Coordinate labeling data:
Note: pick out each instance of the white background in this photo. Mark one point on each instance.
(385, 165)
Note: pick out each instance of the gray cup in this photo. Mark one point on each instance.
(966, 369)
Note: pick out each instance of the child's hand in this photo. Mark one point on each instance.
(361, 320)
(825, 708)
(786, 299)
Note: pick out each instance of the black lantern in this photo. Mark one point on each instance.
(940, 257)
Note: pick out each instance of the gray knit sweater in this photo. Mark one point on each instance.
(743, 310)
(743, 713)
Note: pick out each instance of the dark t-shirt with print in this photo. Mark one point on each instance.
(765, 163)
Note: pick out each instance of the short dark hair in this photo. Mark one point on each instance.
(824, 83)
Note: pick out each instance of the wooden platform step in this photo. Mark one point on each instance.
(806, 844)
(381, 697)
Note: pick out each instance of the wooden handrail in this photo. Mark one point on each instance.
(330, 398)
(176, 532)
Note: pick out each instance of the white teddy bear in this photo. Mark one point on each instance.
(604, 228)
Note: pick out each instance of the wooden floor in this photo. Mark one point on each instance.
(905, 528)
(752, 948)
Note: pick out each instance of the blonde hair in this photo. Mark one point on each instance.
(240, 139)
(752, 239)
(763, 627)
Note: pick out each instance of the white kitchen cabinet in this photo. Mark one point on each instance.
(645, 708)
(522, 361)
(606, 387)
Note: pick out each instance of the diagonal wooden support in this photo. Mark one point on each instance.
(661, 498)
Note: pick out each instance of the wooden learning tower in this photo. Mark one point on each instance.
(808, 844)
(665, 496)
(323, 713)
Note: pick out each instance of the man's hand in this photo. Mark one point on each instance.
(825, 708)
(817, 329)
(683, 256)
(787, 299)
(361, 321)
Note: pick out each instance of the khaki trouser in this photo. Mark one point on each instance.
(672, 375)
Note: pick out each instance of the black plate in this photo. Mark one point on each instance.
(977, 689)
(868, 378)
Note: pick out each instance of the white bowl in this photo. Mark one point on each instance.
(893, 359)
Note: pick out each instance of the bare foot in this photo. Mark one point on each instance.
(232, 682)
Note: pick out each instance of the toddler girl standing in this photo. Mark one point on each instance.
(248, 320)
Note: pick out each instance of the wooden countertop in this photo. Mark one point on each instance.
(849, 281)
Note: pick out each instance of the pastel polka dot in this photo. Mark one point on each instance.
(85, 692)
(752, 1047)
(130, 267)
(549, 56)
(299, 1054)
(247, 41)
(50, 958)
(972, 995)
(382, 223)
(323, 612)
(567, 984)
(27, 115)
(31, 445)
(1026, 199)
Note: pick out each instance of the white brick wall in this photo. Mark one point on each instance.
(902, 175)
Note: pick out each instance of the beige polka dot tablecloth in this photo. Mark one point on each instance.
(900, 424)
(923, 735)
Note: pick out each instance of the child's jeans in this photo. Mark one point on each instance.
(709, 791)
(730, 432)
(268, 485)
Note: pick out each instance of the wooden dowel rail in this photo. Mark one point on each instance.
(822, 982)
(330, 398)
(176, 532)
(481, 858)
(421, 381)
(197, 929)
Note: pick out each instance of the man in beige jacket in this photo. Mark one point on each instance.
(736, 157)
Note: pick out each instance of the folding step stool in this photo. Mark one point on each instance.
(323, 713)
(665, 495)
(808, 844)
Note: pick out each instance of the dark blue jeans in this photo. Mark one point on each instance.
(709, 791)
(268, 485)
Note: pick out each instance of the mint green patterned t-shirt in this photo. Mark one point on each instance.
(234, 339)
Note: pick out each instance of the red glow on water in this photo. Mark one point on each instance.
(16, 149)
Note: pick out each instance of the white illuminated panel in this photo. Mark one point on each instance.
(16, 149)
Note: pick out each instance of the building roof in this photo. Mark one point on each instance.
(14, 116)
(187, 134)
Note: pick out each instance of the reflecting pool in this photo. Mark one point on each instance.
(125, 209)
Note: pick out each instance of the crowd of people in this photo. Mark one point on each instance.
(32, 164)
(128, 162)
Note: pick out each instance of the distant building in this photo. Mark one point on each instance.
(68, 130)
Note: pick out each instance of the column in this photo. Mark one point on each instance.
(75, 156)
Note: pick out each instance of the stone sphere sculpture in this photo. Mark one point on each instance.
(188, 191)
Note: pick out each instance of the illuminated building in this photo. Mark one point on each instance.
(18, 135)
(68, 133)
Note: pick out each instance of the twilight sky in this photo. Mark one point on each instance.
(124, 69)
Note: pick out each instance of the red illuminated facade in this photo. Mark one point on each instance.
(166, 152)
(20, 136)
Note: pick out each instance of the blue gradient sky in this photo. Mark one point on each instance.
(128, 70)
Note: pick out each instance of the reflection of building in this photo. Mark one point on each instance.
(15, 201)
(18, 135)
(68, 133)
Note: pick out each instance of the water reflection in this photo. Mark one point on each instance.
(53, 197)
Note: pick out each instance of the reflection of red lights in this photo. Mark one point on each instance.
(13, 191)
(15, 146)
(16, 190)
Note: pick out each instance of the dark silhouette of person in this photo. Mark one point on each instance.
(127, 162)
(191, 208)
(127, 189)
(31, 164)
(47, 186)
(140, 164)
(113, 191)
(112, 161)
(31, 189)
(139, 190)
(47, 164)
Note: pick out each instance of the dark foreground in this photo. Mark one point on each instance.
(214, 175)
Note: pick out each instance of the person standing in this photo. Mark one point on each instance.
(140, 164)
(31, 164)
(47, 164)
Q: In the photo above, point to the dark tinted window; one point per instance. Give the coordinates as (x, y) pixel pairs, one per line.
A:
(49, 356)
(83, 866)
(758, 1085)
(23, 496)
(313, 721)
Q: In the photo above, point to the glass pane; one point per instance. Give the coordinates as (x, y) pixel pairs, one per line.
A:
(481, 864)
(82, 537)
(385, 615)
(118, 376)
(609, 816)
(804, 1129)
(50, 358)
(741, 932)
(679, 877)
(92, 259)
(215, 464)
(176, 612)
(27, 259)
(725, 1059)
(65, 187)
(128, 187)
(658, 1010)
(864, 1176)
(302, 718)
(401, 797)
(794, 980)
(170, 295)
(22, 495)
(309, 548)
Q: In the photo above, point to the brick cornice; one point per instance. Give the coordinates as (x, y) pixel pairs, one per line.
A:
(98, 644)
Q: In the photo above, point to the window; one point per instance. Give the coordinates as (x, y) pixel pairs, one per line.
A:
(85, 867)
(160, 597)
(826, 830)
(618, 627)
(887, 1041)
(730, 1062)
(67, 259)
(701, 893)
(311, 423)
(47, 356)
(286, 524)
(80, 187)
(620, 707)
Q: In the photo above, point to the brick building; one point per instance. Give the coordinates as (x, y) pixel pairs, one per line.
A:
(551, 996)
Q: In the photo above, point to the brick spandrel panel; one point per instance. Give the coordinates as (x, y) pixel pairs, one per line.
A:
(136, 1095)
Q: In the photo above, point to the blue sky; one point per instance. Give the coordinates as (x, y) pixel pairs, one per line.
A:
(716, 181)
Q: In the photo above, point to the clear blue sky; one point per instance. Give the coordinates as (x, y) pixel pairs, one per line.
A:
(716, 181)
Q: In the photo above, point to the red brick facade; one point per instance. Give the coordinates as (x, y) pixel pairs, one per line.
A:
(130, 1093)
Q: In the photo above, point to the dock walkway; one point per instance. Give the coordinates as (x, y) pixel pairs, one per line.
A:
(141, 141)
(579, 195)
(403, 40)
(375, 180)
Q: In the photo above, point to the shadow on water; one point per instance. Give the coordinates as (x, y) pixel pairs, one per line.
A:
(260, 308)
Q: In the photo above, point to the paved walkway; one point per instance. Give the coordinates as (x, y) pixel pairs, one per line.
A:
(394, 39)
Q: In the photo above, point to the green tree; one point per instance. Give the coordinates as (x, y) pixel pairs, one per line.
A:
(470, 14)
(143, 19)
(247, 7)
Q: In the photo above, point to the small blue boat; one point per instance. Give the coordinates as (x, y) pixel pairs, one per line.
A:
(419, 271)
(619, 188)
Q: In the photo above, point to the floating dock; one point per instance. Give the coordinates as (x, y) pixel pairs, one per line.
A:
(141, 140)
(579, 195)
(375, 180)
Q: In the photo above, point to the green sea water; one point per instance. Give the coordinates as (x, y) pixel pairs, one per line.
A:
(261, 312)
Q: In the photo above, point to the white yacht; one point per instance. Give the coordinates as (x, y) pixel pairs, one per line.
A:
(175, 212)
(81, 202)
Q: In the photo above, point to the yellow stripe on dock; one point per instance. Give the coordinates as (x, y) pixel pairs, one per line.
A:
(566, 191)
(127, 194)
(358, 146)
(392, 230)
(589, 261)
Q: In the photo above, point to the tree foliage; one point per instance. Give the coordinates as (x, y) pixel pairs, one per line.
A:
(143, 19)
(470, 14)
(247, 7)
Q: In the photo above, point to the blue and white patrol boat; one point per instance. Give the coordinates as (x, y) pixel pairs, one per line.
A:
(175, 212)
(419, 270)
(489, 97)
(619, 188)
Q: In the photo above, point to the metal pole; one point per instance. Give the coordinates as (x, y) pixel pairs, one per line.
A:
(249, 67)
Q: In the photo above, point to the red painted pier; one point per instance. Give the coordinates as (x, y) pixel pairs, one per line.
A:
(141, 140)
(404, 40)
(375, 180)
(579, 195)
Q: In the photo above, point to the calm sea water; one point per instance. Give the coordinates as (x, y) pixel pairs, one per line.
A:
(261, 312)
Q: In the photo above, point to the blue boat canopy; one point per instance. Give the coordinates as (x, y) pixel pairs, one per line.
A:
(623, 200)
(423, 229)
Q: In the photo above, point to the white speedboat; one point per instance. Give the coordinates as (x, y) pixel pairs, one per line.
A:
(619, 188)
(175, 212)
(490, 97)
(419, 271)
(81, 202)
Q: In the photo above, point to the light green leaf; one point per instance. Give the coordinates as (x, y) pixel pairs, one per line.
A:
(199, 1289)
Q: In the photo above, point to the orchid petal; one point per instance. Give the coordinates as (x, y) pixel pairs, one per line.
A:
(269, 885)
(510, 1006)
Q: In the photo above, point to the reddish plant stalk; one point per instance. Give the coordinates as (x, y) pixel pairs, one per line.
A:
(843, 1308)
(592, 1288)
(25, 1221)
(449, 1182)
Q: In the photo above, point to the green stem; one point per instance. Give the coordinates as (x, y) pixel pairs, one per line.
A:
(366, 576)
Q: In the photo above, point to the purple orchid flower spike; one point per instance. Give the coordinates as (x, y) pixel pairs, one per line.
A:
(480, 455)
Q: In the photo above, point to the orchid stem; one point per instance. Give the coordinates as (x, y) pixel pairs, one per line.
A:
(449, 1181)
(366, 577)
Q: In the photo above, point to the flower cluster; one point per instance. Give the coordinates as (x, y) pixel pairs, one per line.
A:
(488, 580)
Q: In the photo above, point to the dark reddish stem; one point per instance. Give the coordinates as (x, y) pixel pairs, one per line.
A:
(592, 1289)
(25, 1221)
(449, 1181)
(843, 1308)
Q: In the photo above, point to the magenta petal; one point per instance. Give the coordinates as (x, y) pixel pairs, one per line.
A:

WHAT NEEDS TO BE DONE: In the records above, find the line containing "Q: In the photo above, point to the blue boat"; please retype it and every line after it through the last line, exactly and with nothing else.

RESPONSE TO THE EXERCISE:
Q: In the photo above, point to the blue boat canopy; one point per instance. Give the coordinates as (x, y) pixel pairs, one per line.
A:
(623, 200)
(423, 229)
Q: In the photo above, point to the white speedboat; one point per instance. Give the coordinates as (x, y) pixel pairs, one per line.
A:
(619, 188)
(175, 212)
(490, 97)
(419, 271)
(81, 202)
Q: In the photo above, point to the light green leaf; one point per instance. Give the coordinates as (x, y) pixel pairs, one per line.
A:
(199, 1289)
Q: In the photo above, point to the orchid petal; one point per instance. Give the coordinates as (x, y) pixel pairs, one per line.
A:
(269, 885)
(510, 1006)
Q: In the photo above, point to the reddish plant stalk; one point per instance. Give the coordinates as (x, y) pixel pairs, one per line.
A:
(843, 1308)
(592, 1288)
(25, 1221)
(449, 1182)
Q: In the photo above, point to the green stem; one point per instance. Give the coordinates as (x, y) pixel pairs, one per line.
A:
(366, 576)
Q: In the photo above, point to the purple orchid flower spike; one point per instance. Give the coordinates as (x, y) pixel pairs, one per line.
A:
(480, 455)
Q: In the photo above, point to the orchid stem; one point per instance. Give the coordinates as (x, y) pixel pairs, one per line.
A:
(449, 1181)
(366, 577)
Q: In the photo above, point to the flower cluster; one point per instance. Give the coordinates as (x, y) pixel pairs, one per line.
A:
(488, 580)
Q: In the photo above, point to the dark reddish stem; one point per instance. Give the coordinates as (x, y) pixel pairs, one per line.
A:
(592, 1289)
(25, 1221)
(449, 1181)
(843, 1308)
Q: In the photo above, point to the magenta petal; one point per instance. Give the coordinates as (x, y) pixel pairs, one per line.
A:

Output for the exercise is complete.